= SOURCE PASSAGE =

____________________

OFFSHORE HOTEL INVESTORS EYE SA
INVESTORS AND OPERATORS in the hotel industry have seen a marked increase in occupancies and income in 2006 (see table), no doubt prompting more developers and operators overseas to set their sights on South Africa.
Australia’s Stella Group recently announced the acquisition of SA-based hotel operator Protea Hotels for R1,48bn, while another offshore hotel group is rumoured to have targeted JSE-listed City Lodge Hotels for a buyout.
Both come on the back of a healthy increase in hotel occupancies, room rates and revenue per room (RevPAR). Latest figures from the HotelBenchmark Survey by Deloitte show that average occupancies for five-star hotels jumped nearly 7% to 70% in December 2006, the highest level in many years. Rising occupancies and room rates mean that offshore players can earn better returns on their hotel investments than was the case a few years ago, when SA was still struggling with an oversupply of hotel rooms.

____________________

= DATA SUPPLIED =
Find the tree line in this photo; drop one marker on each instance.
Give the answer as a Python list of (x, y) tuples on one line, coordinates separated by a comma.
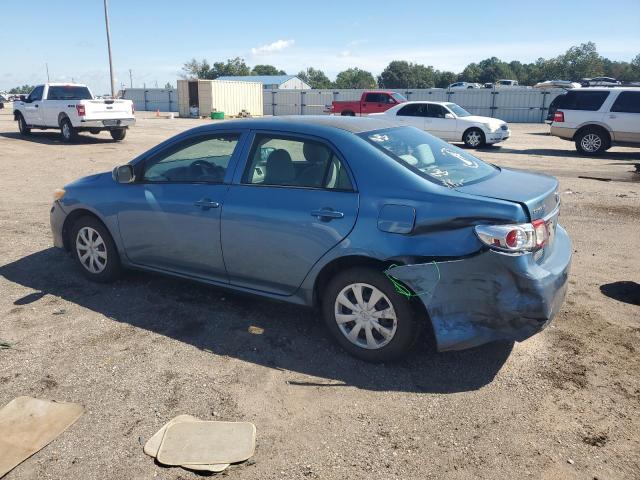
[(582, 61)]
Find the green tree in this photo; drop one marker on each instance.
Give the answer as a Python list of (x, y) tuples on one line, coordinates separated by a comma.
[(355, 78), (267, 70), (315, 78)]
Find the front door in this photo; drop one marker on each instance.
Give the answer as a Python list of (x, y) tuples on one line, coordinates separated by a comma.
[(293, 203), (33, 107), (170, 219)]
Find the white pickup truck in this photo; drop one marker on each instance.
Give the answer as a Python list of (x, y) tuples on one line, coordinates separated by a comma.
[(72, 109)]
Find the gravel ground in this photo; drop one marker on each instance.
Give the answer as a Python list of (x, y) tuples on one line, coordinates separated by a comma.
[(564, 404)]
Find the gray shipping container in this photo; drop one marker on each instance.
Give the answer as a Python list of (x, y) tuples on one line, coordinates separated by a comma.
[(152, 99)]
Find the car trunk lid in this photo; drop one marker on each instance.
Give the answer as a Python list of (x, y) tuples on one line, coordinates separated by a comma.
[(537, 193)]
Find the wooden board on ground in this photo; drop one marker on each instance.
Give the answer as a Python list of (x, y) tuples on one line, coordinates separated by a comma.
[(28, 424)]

____________________

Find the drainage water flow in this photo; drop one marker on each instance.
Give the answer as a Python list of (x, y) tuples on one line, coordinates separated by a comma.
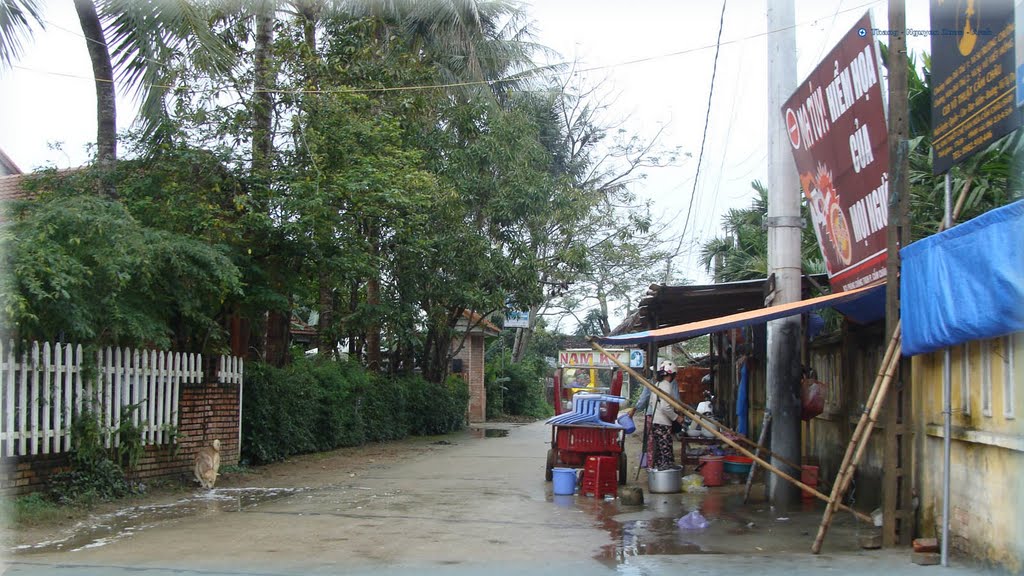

____________________

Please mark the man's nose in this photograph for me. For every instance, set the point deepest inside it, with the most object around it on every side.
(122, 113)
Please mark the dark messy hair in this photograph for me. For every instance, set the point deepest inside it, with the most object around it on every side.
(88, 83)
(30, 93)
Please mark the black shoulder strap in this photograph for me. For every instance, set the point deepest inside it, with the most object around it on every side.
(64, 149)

____________________

= EXERCISE TASKS =
A) Set down the part of the hotel investment article from "OFFSHORE HOTEL INVESTORS" to "for a buyout.".
B) Supply the next part of the article on offshore hotel investors in South Africa, continuing from its final sentence.

= SOLVED TASKS =
A)
OFFSHORE HOTEL INVESTORS EYE SA
INVESTORS AND OPERATORS in the hotel industry have seen a marked increase in occupancies and income in 2006 (see table), no doubt prompting more developers and operators overseas to set their sights on South Africa.
Australia’s Stella Group recently announced the acquisition of SA-based hotel operator Protea Hotels for R1,48bn, while another offshore hotel group is rumoured to have targeted JSE-listed City Lodge Hotels for a buyout.

B)
Wendy Smith, director of Deloitte’s tourism, hospitality and leisure division, says over the past year there’s been a significant increase in enquiries from international groups interested in developing new hotels in SA.
The biggest challenge, says Smith, is to find suitable sites for any proposed new developments in popular areas such as Cape Town and Sandton, north of Johannesburg. “Major international hotel brands want to be in the right location and there are limited prime spots still available.”